REQUIREMENT 1 -
Decide whether each statement below, marked (a), (b) and (c), agrees with the crypto interview. Answer yes or no for each and quote the deciding words from the interview. (a) Bitcoin has lost about two-thirds of its value over the last few months. (b) In the book, Bitcoin is described as digital gold. (c) The speaker's model likens tokens to stocks.

SELECTED EXTRACT -
*****

Yeah, so um originally Satoshi Nakamoto thought Bitcoin would be a currency. So sometimes you'll hear it called a cryptocurrency. And he thought, well, this will replace the dollar. Um, but it hasn't happened that way because the price of Bitcoin, as we've discussed, is so volatile. So you wouldn't buy something with Bitcoin when, like in a few months, it's going to like perhaps double or triple in price. So then people started talking about Bitcoin as if it were like gold. They called it like digital gold. So, in other words, you could hold your value in Bitcoin. Um, and as other things like the dollar uh devalue, your your Bitcoin would hold its value. But that hasn't worked either because, like right now, um, Bitcoin has dropped uh in value by about two-thirds over the last few months, and the price of gold has gone through the roof. So it's not really digital gold. Um, in the book, I talk about it being essentially like a high-growth technology stock. So if you think about this just as a technology, which is what it is, and you just look at this as like, okay, this is going to be an extremely volatile stock that's kind of tracking our progress toward this crypto technology taking over the global financial system. I think that's the better way to think about it. And that's a more useful model that you could then use to uh put within your investing portfolio.

SPEAKER_01

And so tokens. Is is Ethereum and XRP and are all those tokens? And is Bitcoin a token as well? Because I know that Ethereum has a use. It's actually tied to something. It's like what you call it the Microsoft of this space. So are Bitcoin and Ethereum are all of those considered tokens?

SPEAKER_00

I'm really glad you're asking these questions, Luis, because in the book we talk about thinking about these cryptos like companies. So just as like a traditional investor would look at a company like Apple, for example, and then we would look at their fundamentals, we would look at their, you know, the all of their financial statements, we'd look at the company itself, the leadership, the growth prospects, the market, et cetera. We can do the same with these cryptos. That's the basic idea behind my book. So treating cryptos like companies, then the tokens, which um are the things issued by these companies that have value, we can think of those like stocks. So cryptos are companies and tokens are stocks. Now, technically they are different, but mentally, if we use that model, it's very helpful because we can then start to analyze these crypto companies like we would analyze a traditional company. And in the book, I give a lot of frameworks and a lot of um tools to use to do that basic analysis. And then we can look at the token price, which again is like the stock price, and we can say, you know, is this overpriced or is this underpriced? Is this like a really good value? Because we think this is a strong company that's going to take over the world, and maybe their token is currently selling at one-tenth the price that it was a year ago. Well, that's a great value, and that's a great investing opportunity. So the the traditional investing idea here would be like value investing, like finding great companies at a good value that are selling at a discount. We're trying to do the same with these crypto companies.

*****

Items listed in a dataset -
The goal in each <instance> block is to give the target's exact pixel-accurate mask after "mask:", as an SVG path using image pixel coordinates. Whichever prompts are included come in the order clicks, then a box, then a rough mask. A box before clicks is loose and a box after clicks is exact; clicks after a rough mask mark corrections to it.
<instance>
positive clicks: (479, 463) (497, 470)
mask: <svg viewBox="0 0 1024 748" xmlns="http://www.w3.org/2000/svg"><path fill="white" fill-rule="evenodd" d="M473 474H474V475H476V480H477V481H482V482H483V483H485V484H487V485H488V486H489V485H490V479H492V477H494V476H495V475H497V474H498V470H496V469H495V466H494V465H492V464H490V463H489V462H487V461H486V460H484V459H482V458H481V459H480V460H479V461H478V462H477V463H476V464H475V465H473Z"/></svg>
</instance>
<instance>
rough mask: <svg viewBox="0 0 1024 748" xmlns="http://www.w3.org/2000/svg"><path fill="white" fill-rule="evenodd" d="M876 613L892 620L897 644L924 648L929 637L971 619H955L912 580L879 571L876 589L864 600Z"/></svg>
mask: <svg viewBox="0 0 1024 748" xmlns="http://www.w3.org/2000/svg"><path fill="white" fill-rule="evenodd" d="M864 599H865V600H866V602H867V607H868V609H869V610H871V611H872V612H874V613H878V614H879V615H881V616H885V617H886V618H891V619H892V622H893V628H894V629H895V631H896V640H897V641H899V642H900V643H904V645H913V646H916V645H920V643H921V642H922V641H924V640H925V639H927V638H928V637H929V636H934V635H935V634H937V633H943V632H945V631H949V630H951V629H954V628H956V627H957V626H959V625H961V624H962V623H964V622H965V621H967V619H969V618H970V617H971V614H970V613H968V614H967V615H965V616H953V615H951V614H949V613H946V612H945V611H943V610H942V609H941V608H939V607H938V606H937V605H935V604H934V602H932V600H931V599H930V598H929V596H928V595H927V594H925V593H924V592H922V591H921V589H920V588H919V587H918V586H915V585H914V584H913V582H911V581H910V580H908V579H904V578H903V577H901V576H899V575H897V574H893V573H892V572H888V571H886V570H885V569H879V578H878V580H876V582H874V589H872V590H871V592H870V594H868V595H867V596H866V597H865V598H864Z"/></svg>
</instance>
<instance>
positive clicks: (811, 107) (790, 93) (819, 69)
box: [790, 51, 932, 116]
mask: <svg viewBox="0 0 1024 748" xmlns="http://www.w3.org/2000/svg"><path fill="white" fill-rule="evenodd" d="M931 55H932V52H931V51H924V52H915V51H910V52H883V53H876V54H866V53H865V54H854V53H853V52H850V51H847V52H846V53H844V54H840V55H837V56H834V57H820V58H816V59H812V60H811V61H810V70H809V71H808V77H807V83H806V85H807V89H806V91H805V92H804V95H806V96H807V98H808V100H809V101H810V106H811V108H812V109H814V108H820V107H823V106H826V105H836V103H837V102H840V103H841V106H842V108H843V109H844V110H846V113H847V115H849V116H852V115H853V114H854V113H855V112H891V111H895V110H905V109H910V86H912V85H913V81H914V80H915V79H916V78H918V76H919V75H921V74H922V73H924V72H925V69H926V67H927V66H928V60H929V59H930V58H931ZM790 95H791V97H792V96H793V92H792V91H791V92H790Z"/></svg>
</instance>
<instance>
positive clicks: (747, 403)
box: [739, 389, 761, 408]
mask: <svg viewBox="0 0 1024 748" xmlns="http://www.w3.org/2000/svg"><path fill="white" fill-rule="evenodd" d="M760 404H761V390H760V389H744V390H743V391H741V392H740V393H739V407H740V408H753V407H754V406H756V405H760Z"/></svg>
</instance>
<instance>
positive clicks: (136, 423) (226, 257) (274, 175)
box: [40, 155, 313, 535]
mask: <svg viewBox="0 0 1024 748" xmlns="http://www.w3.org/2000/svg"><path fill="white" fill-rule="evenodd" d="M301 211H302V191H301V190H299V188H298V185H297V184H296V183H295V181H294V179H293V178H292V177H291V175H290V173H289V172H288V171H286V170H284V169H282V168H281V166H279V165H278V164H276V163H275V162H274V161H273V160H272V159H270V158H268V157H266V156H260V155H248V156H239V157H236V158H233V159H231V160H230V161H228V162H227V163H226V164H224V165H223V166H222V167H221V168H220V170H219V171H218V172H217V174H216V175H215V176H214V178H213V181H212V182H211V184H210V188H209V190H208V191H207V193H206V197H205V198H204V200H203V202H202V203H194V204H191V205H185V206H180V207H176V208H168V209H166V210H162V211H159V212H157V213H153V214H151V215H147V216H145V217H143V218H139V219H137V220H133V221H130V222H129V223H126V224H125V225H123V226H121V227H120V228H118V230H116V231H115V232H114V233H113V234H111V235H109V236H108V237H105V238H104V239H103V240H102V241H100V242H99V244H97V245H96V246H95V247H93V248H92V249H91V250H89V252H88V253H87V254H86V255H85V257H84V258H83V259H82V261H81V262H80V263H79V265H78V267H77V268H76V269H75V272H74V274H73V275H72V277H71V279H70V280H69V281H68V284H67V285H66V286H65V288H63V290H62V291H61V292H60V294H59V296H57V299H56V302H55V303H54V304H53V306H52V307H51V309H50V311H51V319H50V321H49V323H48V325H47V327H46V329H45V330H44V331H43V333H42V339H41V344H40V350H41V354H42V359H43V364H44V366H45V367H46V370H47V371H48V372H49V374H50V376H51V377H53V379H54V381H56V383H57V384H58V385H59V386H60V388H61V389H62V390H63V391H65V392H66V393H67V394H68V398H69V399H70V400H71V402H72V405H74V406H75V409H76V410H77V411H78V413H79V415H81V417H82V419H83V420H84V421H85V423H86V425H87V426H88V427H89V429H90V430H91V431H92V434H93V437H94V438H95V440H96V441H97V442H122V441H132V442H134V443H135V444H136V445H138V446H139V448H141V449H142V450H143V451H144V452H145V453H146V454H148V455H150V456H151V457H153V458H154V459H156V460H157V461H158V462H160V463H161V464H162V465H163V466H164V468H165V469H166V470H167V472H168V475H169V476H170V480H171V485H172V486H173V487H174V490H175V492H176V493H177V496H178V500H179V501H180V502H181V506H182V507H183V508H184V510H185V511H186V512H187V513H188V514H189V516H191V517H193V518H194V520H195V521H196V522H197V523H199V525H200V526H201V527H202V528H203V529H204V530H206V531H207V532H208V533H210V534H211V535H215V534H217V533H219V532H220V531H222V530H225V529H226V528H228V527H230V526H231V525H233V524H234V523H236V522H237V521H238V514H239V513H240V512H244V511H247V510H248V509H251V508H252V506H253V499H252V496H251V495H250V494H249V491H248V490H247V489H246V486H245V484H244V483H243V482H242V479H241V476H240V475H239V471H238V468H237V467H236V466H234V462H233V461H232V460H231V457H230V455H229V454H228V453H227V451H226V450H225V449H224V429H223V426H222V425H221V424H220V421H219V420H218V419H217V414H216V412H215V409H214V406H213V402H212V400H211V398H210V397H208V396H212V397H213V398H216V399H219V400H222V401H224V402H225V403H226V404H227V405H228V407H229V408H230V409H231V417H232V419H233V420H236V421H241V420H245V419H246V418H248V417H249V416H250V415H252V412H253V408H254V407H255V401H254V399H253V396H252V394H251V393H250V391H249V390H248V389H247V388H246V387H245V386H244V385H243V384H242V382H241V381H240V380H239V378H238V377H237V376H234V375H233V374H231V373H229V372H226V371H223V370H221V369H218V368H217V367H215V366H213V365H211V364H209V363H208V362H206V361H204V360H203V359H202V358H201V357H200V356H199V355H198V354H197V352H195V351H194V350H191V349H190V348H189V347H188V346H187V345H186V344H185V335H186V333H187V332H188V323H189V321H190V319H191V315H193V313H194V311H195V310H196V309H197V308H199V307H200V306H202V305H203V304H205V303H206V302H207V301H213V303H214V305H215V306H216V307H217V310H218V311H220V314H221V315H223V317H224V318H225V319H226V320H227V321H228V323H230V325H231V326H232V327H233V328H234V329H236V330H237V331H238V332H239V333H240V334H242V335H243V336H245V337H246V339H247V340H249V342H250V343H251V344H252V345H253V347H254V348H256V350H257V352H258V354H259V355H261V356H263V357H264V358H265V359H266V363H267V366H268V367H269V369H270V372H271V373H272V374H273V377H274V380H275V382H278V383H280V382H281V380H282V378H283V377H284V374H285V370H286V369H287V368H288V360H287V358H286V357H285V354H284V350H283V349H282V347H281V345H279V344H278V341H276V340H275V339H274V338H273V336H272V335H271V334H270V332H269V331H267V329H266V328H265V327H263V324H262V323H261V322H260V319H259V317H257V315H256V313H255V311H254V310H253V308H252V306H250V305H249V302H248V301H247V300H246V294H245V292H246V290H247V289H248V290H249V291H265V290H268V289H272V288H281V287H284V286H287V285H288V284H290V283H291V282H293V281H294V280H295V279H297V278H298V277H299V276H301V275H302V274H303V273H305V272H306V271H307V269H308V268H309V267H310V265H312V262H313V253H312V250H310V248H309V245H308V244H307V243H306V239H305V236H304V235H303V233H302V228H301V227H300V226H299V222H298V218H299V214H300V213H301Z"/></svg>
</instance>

*****

REQUIREMENT 2 -
Find every line in the entries above that contains the string "positive" and copy each of those lines. Case counts.

TASK RESPONSE 1 -
(a) Yes: "Bitcoin has dropped uh in value by about two-thirds over the last few months"
(b) No: "in the book, I talk about it being essentially like a high-growth technology stock"
(c) Yes: "So cryptos are companies and tokens are stocks."

TASK RESPONSE 2 -
positive clicks: (479, 463) (497, 470)
positive clicks: (811, 107) (790, 93) (819, 69)
positive clicks: (747, 403)
positive clicks: (136, 423) (226, 257) (274, 175)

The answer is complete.